### Directive
Output these lines as a JSON list of strings, one string per line, leaving out any blank lines.

### Given entries
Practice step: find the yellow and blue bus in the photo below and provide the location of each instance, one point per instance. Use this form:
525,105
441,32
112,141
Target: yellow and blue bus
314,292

### Answer for the task
[
  "Practice step: find the yellow and blue bus in the photo below and provide the location of each instance, one point per instance. Use this form:",
  "525,105",
  "441,32",
  "112,141",
  "Target: yellow and blue bus",
  "314,292"
]